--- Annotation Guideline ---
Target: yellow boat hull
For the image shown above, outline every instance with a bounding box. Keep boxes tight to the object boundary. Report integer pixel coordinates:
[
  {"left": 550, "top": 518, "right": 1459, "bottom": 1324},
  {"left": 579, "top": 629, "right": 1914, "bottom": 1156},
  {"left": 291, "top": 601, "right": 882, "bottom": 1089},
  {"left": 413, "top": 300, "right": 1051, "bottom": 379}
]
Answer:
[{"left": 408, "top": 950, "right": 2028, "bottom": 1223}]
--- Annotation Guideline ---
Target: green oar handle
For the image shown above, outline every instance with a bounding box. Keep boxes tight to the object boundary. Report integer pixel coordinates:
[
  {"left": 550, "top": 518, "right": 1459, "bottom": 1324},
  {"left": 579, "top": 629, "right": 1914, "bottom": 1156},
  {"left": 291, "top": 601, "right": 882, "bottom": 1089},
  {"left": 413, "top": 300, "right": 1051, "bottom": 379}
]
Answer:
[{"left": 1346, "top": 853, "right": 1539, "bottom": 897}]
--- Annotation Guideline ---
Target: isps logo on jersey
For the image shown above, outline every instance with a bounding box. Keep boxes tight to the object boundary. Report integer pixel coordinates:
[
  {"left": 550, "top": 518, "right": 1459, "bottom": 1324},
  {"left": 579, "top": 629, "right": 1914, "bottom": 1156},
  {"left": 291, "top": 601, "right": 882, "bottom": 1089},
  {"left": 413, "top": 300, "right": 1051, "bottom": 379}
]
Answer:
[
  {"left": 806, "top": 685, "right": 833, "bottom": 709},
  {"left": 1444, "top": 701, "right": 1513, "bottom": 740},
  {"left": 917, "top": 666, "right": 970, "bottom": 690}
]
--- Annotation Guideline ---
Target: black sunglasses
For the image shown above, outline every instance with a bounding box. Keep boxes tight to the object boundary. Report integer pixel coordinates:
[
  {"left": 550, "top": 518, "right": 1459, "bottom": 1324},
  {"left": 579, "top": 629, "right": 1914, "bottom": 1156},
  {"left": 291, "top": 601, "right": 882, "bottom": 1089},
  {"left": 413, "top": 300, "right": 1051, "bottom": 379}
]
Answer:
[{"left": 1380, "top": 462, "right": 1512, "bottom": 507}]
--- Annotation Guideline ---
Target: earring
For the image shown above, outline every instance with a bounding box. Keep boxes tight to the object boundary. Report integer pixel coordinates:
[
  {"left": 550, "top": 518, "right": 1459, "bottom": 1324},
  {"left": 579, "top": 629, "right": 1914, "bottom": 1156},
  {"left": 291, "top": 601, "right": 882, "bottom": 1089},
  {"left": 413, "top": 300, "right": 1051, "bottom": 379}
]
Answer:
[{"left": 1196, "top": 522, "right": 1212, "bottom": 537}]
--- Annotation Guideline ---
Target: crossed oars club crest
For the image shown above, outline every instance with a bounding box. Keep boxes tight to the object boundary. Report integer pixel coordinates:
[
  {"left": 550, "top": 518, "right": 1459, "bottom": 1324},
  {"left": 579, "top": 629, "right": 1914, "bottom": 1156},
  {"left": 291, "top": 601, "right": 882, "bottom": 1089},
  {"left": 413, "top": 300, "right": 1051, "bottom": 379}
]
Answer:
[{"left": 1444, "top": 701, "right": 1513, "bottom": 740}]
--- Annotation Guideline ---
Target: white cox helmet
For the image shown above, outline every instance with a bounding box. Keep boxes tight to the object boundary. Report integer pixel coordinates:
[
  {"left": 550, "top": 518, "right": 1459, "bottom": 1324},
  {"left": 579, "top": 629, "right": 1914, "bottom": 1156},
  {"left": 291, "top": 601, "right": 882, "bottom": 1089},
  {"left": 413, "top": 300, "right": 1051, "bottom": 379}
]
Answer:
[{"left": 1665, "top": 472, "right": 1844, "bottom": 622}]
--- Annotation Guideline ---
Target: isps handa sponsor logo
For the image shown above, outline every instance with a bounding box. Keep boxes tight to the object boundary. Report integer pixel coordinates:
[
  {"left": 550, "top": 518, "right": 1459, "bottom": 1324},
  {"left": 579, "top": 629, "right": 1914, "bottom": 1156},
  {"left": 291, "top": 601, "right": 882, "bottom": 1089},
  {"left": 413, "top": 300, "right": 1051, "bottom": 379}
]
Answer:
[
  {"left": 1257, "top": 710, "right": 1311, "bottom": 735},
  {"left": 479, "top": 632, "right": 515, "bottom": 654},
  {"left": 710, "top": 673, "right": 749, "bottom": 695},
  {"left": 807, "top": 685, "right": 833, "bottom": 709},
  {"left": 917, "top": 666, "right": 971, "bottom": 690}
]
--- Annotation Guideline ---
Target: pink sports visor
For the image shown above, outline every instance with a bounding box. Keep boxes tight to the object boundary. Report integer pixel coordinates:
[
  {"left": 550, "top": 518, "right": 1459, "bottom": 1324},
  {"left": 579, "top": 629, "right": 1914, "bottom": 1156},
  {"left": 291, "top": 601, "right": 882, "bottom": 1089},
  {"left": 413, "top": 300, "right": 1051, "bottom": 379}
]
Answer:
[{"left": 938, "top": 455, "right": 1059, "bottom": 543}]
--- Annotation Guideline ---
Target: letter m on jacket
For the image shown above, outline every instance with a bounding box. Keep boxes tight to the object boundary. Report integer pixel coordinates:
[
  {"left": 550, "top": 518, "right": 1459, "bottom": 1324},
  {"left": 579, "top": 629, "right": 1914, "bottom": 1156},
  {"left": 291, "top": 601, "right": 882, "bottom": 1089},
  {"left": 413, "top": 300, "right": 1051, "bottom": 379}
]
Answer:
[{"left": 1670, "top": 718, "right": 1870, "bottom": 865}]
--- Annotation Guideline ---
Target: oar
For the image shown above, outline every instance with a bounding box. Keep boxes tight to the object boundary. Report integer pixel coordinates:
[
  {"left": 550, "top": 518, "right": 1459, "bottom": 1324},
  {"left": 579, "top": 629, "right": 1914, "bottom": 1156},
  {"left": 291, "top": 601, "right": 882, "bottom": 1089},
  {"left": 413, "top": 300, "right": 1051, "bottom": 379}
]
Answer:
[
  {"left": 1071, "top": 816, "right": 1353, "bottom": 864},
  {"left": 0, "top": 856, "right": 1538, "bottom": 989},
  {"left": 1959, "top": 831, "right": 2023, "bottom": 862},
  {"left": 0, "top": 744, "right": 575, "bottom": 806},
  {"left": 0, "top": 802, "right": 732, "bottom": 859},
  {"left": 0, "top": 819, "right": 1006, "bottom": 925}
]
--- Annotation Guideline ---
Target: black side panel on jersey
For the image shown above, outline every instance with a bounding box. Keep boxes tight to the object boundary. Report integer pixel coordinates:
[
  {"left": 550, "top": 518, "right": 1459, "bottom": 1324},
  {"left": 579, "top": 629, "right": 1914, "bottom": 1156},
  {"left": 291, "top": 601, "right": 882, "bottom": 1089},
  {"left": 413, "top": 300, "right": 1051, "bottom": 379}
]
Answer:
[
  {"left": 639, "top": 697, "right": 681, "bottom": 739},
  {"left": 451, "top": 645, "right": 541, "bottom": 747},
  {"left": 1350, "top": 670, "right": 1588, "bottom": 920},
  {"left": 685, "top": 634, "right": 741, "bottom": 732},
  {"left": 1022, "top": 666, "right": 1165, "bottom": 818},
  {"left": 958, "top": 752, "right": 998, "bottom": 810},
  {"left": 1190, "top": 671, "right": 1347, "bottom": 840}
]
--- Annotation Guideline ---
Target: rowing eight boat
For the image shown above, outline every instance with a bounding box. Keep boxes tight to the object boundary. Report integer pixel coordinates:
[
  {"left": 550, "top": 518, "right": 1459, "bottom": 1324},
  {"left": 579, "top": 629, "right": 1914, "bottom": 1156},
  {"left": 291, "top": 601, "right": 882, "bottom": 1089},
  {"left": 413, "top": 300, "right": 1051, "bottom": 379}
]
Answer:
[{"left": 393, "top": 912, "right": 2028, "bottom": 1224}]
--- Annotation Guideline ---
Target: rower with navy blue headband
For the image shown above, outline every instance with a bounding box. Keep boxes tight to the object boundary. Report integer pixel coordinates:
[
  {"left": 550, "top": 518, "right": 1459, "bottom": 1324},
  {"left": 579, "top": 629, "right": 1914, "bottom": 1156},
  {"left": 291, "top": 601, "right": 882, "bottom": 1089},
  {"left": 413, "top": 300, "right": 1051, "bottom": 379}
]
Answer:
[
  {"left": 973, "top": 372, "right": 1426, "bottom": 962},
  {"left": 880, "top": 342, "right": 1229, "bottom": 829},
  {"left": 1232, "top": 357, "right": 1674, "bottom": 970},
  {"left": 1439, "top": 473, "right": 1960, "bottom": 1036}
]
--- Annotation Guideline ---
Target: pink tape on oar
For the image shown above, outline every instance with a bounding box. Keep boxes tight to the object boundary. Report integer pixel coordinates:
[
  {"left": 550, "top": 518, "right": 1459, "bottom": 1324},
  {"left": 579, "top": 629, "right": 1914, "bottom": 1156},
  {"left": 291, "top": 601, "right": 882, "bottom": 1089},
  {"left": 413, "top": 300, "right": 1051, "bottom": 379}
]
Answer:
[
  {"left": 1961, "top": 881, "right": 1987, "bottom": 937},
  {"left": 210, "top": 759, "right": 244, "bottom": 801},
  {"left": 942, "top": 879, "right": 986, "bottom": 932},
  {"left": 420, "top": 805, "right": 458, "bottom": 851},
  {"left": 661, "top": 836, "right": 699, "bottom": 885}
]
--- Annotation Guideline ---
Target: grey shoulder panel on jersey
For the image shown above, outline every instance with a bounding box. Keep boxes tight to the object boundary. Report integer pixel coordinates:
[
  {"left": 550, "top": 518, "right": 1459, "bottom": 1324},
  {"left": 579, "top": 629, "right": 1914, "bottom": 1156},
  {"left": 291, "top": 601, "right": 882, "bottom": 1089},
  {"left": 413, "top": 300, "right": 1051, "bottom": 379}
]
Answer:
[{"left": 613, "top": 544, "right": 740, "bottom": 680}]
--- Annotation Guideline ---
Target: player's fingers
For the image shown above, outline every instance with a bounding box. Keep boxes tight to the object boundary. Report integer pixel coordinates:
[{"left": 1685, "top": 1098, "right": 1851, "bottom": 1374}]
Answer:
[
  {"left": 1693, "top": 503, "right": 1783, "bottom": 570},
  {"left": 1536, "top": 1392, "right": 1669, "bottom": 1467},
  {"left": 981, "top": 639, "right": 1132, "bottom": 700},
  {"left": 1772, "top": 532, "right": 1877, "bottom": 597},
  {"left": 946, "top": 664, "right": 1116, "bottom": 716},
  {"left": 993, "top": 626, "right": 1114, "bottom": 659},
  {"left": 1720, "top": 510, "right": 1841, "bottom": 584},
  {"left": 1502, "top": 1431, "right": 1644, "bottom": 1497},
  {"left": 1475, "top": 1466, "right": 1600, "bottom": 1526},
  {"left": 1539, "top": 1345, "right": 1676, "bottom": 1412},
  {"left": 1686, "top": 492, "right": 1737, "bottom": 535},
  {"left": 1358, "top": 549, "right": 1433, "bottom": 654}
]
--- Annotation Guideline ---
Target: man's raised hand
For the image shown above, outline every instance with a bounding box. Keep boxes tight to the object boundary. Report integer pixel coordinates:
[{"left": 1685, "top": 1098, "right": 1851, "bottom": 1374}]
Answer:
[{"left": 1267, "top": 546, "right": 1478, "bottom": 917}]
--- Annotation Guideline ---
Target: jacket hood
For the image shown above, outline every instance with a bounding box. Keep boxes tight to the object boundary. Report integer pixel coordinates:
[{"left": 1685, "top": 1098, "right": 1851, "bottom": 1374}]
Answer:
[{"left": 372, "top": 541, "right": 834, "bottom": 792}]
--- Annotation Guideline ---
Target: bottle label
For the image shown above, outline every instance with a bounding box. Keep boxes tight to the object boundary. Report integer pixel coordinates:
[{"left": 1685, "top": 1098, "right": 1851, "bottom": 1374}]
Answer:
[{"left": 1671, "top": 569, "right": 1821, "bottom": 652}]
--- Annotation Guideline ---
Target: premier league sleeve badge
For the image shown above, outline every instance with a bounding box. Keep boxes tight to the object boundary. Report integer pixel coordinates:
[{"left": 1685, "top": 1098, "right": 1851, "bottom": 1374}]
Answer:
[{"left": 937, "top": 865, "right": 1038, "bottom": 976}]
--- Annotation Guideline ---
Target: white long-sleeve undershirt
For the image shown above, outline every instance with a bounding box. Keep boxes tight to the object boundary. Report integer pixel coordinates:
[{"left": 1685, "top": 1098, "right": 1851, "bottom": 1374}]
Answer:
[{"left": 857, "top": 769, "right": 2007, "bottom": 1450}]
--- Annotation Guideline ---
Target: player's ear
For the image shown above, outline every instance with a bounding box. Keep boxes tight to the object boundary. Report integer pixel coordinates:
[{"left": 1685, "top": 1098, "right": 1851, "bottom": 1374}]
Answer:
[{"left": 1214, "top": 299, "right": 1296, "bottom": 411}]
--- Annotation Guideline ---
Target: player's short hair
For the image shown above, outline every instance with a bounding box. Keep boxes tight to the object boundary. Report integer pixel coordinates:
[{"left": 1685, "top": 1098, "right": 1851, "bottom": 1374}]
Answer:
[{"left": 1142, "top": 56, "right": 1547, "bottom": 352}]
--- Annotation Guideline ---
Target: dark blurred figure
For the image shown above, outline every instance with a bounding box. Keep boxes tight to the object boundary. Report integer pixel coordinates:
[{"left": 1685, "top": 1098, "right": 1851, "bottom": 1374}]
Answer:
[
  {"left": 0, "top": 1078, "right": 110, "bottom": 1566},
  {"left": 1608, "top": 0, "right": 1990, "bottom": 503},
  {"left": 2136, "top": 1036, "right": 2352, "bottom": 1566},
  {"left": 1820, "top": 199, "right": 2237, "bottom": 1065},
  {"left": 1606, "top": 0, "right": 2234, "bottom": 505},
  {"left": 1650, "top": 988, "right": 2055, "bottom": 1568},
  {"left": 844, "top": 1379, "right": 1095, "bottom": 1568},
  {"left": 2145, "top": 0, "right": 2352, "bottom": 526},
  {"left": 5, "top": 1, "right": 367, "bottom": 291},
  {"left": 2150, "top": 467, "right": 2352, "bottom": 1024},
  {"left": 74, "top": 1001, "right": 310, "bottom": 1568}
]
------------------------------------------------------------------------
> **Aim of the task**
Report each line of the data in which "jacket" occurs.

> **Answer to the problem**
Target: letter m on jacket
Target: jacket hood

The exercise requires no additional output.